▶ **Exercise details**: Pick every line out of the entries below that holds the string "stone", and report them.
[Data Boundary: Start]
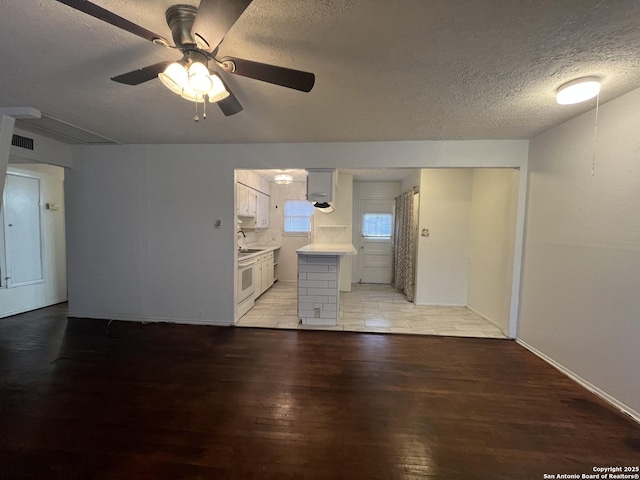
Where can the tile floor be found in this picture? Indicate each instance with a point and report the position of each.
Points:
(370, 308)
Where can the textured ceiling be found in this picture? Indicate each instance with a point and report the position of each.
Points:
(385, 70)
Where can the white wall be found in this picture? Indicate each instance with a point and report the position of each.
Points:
(581, 274)
(491, 243)
(141, 240)
(54, 288)
(443, 256)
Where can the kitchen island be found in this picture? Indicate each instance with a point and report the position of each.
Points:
(318, 282)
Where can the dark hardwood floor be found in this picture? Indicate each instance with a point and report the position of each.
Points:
(79, 400)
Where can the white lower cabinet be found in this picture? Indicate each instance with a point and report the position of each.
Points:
(264, 273)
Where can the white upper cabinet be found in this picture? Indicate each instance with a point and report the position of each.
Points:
(262, 211)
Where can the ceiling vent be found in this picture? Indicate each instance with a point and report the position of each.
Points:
(22, 142)
(61, 131)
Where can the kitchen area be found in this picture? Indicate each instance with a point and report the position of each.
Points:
(273, 239)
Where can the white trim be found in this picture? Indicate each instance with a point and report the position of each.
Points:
(461, 305)
(32, 308)
(133, 318)
(581, 381)
(506, 334)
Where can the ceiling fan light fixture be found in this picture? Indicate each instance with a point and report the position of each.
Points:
(578, 90)
(189, 94)
(199, 78)
(283, 178)
(174, 77)
(218, 91)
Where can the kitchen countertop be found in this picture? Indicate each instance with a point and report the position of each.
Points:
(327, 249)
(263, 249)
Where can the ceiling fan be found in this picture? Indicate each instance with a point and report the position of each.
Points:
(197, 33)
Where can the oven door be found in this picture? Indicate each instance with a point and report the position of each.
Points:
(246, 279)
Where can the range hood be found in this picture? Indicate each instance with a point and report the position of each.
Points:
(321, 186)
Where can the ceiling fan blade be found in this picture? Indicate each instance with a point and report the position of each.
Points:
(285, 77)
(115, 20)
(230, 105)
(136, 77)
(215, 18)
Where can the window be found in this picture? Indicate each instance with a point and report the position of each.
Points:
(377, 225)
(297, 216)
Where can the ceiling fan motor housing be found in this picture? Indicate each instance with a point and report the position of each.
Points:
(180, 19)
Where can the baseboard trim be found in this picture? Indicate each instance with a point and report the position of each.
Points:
(462, 305)
(585, 383)
(131, 318)
(495, 324)
(46, 304)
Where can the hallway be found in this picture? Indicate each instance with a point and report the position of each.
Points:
(371, 308)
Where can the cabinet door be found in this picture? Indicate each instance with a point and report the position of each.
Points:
(258, 288)
(262, 212)
(242, 199)
(252, 202)
(265, 275)
(270, 271)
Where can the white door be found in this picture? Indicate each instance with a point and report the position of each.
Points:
(376, 240)
(23, 235)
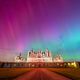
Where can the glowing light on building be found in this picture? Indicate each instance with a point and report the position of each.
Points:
(39, 56)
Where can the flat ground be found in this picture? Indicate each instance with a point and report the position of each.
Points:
(39, 74)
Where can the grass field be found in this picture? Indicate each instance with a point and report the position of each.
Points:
(8, 73)
(73, 73)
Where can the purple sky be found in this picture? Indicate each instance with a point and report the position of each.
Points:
(40, 24)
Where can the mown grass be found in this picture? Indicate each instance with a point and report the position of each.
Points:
(73, 73)
(8, 73)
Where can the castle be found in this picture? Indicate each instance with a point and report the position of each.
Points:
(39, 56)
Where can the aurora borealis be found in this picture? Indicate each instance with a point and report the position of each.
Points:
(40, 24)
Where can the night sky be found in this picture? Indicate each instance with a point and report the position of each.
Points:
(40, 24)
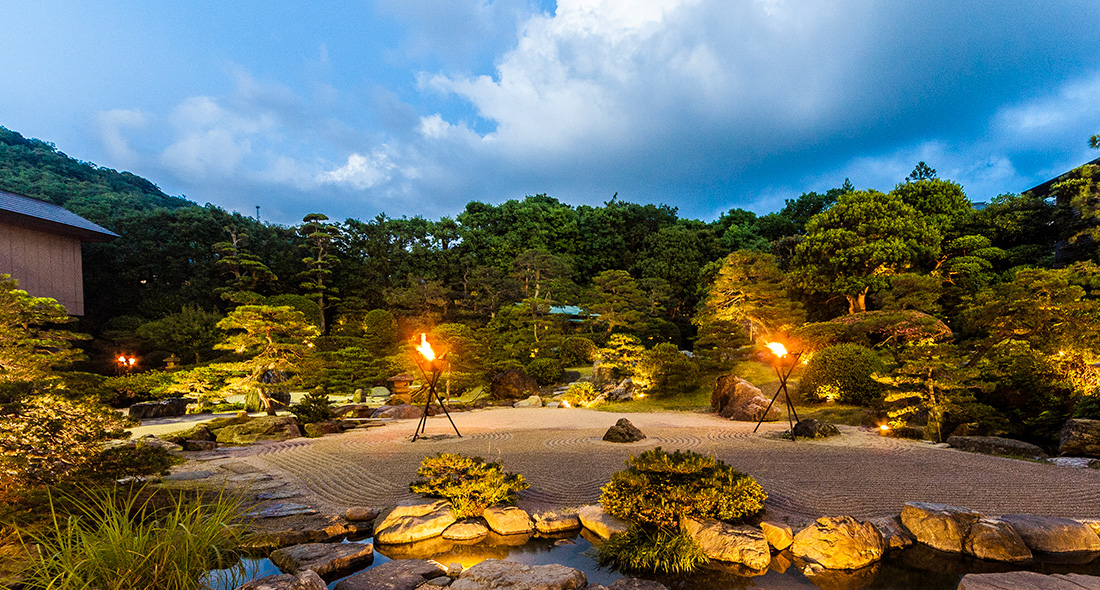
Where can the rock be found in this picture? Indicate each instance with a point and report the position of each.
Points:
(512, 384)
(408, 523)
(996, 541)
(624, 432)
(396, 575)
(398, 412)
(493, 574)
(262, 428)
(779, 536)
(323, 558)
(534, 401)
(744, 545)
(993, 445)
(318, 429)
(838, 543)
(596, 520)
(1080, 438)
(738, 400)
(938, 526)
(1029, 580)
(164, 408)
(815, 428)
(199, 445)
(552, 522)
(358, 514)
(894, 535)
(468, 530)
(508, 521)
(306, 580)
(1048, 534)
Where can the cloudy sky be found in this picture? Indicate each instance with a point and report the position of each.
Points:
(416, 107)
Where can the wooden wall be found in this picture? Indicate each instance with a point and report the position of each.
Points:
(45, 264)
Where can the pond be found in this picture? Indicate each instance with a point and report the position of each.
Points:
(917, 568)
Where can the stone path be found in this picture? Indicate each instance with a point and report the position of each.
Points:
(563, 458)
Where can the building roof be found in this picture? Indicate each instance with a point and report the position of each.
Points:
(48, 217)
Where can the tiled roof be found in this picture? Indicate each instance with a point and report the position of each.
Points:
(50, 217)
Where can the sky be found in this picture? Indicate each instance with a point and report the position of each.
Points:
(416, 107)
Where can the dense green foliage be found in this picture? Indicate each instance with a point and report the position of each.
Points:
(470, 483)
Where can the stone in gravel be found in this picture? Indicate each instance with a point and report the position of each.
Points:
(744, 545)
(815, 428)
(1029, 580)
(938, 526)
(1080, 438)
(358, 514)
(779, 536)
(553, 522)
(839, 543)
(624, 432)
(508, 521)
(996, 445)
(596, 520)
(1048, 534)
(306, 580)
(408, 523)
(284, 509)
(323, 558)
(492, 574)
(468, 530)
(396, 575)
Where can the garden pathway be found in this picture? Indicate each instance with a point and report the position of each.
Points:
(565, 461)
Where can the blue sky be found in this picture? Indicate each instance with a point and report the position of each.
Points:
(356, 107)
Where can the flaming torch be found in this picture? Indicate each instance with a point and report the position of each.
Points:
(783, 364)
(433, 367)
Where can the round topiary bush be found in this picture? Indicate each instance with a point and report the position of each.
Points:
(843, 371)
(546, 371)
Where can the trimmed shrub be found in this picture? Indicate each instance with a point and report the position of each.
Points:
(546, 371)
(845, 371)
(576, 350)
(468, 482)
(659, 489)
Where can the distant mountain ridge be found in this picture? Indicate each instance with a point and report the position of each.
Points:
(35, 168)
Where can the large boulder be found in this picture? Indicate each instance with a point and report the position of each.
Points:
(595, 519)
(1080, 438)
(164, 408)
(996, 445)
(938, 526)
(262, 428)
(323, 558)
(624, 432)
(738, 400)
(838, 543)
(745, 545)
(494, 574)
(396, 575)
(1052, 535)
(408, 523)
(512, 384)
(305, 580)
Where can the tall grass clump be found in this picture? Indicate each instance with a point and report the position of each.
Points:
(130, 541)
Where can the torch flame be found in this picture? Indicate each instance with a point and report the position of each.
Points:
(425, 348)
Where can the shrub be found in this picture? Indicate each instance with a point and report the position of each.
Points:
(578, 350)
(546, 371)
(468, 482)
(312, 407)
(659, 489)
(118, 542)
(847, 368)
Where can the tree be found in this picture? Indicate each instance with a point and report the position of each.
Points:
(859, 242)
(274, 338)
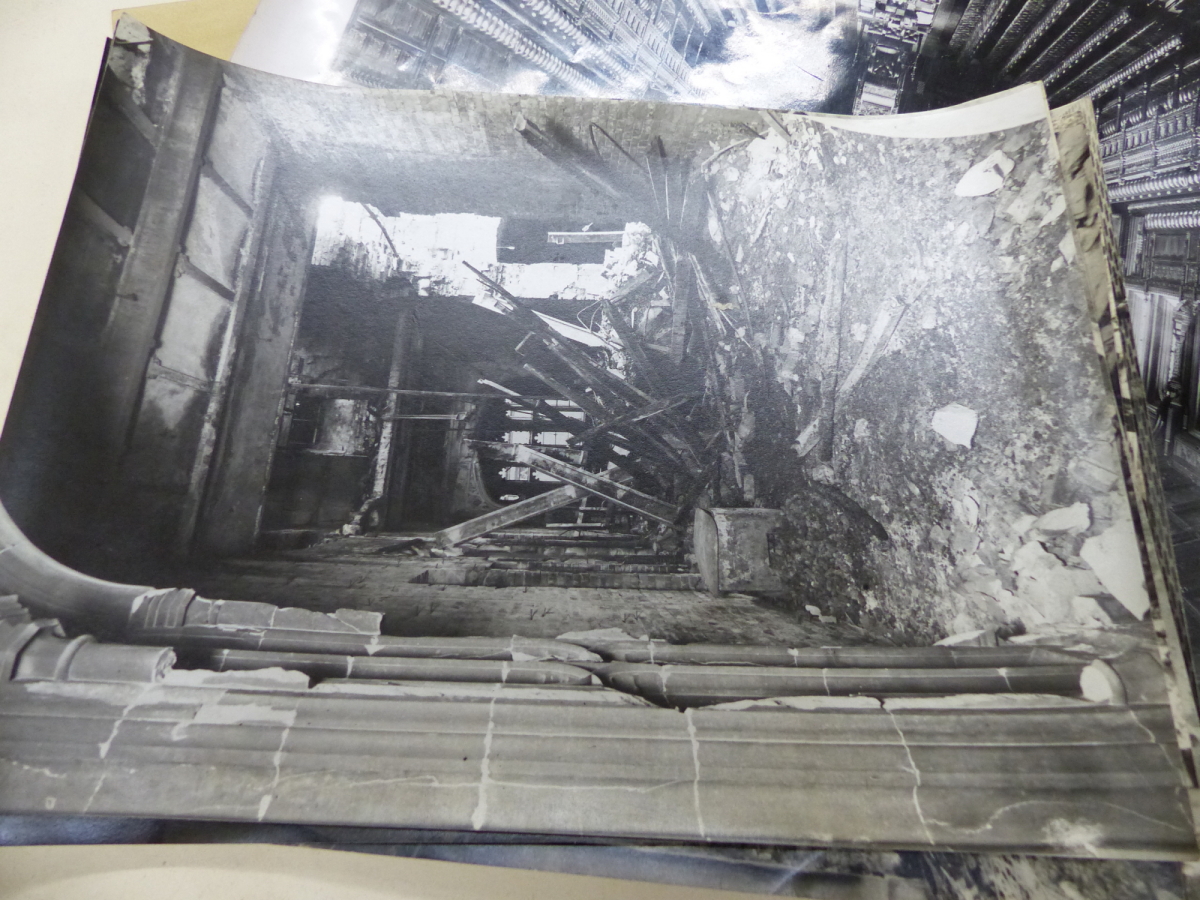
[Data Boundary: End]
▶ **Response to the task**:
Where can the stone path be found in this picture? Indicate each instance with a point and report the position of each.
Where can the stone in gravel be found in this picture? Indicate each instance with a point and report the position of each.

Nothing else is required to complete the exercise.